### [Goal of the exercise]
From the first line of the entries through the line containing "Target: snow-covered lawn", output everything exactly except the pictures.

### [Records to use]
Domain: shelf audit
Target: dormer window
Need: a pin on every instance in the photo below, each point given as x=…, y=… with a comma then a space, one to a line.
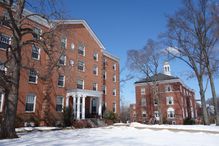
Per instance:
x=168, y=88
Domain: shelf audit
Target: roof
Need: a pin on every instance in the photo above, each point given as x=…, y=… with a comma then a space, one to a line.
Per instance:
x=83, y=22
x=160, y=77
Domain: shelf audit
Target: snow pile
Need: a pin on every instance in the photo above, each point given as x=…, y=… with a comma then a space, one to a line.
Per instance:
x=211, y=128
x=114, y=136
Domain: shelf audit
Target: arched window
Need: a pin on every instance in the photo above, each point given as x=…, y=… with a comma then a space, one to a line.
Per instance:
x=170, y=112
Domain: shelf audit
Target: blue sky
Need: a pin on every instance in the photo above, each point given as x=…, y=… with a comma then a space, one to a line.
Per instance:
x=127, y=24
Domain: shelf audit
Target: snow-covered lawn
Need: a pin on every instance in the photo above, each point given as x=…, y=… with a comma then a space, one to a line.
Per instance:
x=119, y=135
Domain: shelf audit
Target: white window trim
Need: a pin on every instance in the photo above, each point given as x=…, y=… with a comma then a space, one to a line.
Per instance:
x=38, y=54
x=167, y=100
x=62, y=104
x=34, y=104
x=2, y=101
x=142, y=91
x=36, y=78
x=63, y=81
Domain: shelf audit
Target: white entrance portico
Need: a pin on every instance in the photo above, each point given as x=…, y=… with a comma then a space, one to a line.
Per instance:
x=79, y=97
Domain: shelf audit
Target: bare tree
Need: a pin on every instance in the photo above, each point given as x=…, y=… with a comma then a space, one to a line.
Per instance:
x=146, y=61
x=191, y=29
x=17, y=23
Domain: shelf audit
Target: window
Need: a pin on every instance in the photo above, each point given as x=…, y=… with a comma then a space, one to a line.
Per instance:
x=95, y=70
x=95, y=56
x=104, y=89
x=59, y=103
x=30, y=103
x=5, y=19
x=62, y=59
x=95, y=86
x=64, y=43
x=114, y=66
x=170, y=113
x=114, y=107
x=170, y=100
x=104, y=75
x=3, y=68
x=36, y=33
x=156, y=114
x=61, y=81
x=168, y=88
x=5, y=41
x=80, y=84
x=35, y=52
x=81, y=50
x=81, y=66
x=155, y=101
x=33, y=76
x=1, y=101
x=143, y=101
x=114, y=92
x=144, y=114
x=142, y=91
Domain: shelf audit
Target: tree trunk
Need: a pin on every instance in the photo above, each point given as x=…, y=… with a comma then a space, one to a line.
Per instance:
x=213, y=92
x=203, y=102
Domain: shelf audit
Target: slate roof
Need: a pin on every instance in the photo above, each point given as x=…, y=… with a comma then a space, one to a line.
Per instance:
x=160, y=77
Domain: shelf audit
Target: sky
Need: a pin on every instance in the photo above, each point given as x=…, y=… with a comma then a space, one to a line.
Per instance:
x=122, y=25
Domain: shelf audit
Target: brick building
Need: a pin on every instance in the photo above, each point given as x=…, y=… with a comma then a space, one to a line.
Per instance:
x=177, y=101
x=86, y=81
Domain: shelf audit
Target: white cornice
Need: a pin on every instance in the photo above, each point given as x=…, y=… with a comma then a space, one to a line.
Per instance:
x=83, y=22
x=110, y=56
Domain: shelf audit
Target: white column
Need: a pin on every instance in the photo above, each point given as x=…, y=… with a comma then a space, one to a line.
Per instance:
x=74, y=106
x=83, y=107
x=78, y=107
x=100, y=107
x=67, y=101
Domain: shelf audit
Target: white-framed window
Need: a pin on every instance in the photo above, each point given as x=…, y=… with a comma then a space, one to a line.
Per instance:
x=64, y=42
x=35, y=52
x=61, y=81
x=30, y=103
x=81, y=50
x=155, y=101
x=33, y=76
x=95, y=70
x=142, y=91
x=95, y=56
x=81, y=66
x=114, y=78
x=62, y=59
x=104, y=89
x=168, y=88
x=95, y=86
x=156, y=114
x=1, y=101
x=37, y=33
x=114, y=107
x=114, y=92
x=80, y=84
x=59, y=103
x=143, y=101
x=170, y=112
x=104, y=75
x=114, y=66
x=144, y=114
x=5, y=41
x=169, y=100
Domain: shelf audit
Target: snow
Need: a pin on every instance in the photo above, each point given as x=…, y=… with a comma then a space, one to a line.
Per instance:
x=120, y=135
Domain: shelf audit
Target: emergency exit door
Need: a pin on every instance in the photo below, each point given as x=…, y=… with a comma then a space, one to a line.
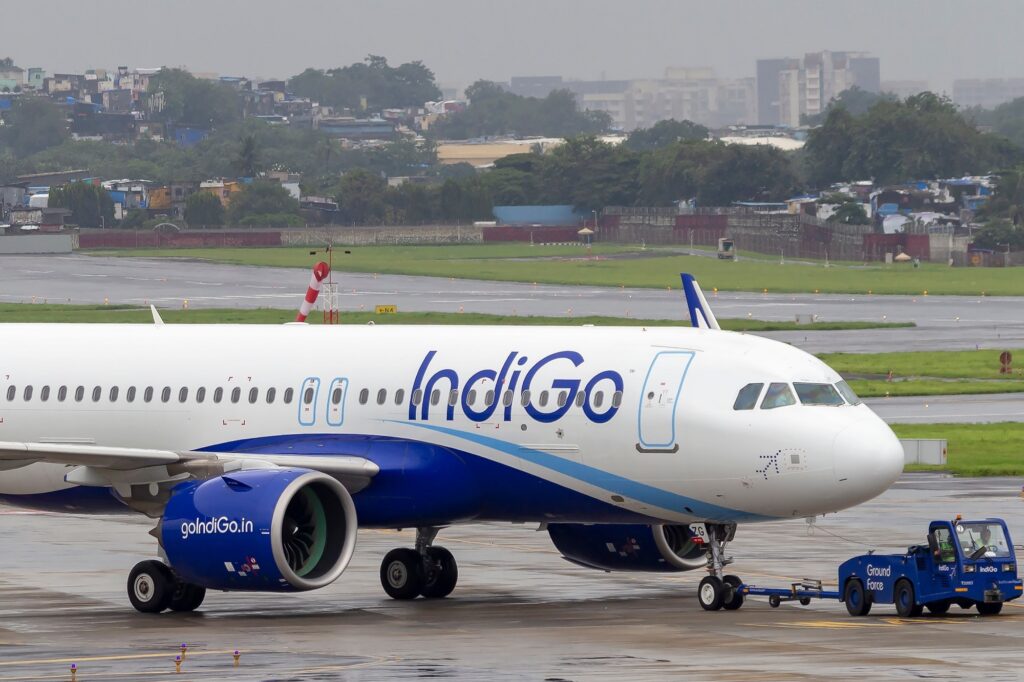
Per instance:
x=659, y=401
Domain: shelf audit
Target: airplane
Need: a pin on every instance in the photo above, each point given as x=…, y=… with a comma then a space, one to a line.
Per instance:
x=260, y=451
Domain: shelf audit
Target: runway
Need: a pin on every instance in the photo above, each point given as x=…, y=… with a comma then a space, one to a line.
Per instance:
x=943, y=322
x=520, y=612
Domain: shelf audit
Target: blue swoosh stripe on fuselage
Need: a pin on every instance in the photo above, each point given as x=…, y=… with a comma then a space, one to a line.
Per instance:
x=600, y=478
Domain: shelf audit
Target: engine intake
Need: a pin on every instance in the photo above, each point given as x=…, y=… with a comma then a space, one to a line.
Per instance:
x=267, y=529
x=610, y=547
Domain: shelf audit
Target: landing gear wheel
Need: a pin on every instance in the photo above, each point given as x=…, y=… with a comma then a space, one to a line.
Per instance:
x=989, y=608
x=711, y=593
x=733, y=598
x=441, y=573
x=904, y=597
x=401, y=573
x=151, y=585
x=858, y=602
x=186, y=597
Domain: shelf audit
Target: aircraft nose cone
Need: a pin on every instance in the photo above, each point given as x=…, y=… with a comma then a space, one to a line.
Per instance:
x=868, y=458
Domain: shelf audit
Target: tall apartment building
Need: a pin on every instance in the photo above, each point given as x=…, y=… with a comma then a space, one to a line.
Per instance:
x=693, y=94
x=987, y=92
x=791, y=88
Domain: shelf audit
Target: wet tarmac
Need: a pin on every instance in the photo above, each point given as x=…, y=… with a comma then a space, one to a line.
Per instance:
x=520, y=612
x=943, y=322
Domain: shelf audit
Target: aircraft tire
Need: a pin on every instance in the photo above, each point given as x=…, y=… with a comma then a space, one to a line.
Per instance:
x=732, y=598
x=151, y=585
x=858, y=602
x=711, y=593
x=186, y=597
x=441, y=574
x=401, y=573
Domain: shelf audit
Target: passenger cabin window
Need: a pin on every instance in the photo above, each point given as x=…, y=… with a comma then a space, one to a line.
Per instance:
x=821, y=394
x=777, y=395
x=748, y=397
x=847, y=392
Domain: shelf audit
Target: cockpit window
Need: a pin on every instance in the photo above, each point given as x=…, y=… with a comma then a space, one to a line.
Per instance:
x=848, y=393
x=777, y=395
x=748, y=397
x=982, y=540
x=818, y=394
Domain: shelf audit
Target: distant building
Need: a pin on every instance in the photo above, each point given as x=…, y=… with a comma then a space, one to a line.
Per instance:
x=904, y=89
x=987, y=92
x=790, y=89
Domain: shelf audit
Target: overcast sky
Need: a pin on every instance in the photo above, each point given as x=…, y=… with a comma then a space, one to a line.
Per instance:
x=464, y=40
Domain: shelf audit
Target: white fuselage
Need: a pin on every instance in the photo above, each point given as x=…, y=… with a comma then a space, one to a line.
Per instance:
x=655, y=433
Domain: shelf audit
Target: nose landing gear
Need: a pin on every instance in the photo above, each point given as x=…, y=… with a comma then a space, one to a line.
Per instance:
x=427, y=570
x=719, y=590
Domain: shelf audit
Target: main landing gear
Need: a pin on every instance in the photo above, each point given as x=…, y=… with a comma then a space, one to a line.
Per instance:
x=719, y=590
x=153, y=587
x=427, y=570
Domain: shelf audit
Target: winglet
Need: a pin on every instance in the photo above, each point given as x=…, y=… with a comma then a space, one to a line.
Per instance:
x=700, y=314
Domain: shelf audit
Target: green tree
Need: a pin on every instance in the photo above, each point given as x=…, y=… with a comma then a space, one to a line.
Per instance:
x=33, y=125
x=193, y=101
x=664, y=133
x=373, y=82
x=590, y=174
x=247, y=162
x=90, y=205
x=204, y=208
x=360, y=197
x=264, y=202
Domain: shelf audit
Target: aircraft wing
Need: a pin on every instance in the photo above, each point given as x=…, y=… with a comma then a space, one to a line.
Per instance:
x=119, y=467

### [Task result]
Domain: shelf audit
Target: dormer window
Need: a pin on every instance in the photo below, each point given as x=…, y=… with a comma then a space, one to a line.
Per instance:
x=168, y=88
Domain: shelf audit
Target: roof
Need: a pin on every instance in the photo above, each point given as x=…, y=… with a comma then a space, one to a line.
Per instance:
x=83, y=22
x=160, y=77
Domain: shelf audit
Target: snow pile
Need: a pin on every instance in the photo above, each point given as x=…, y=… with a comma then a space, one to a line.
Per instance:
x=211, y=128
x=114, y=136
Domain: shelf audit
Target: arched window
Need: a pin on every instance in the photo above, each point given as x=…, y=… with a comma then a space, one to a line.
Per instance:
x=170, y=112
Domain: shelf audit
Target: blue sky
Need: a pin on every instance in the photo above, each point given as x=…, y=… with a comma then a space, one to a line.
Per instance:
x=127, y=24
Domain: shelf audit
Target: snow-covered lawn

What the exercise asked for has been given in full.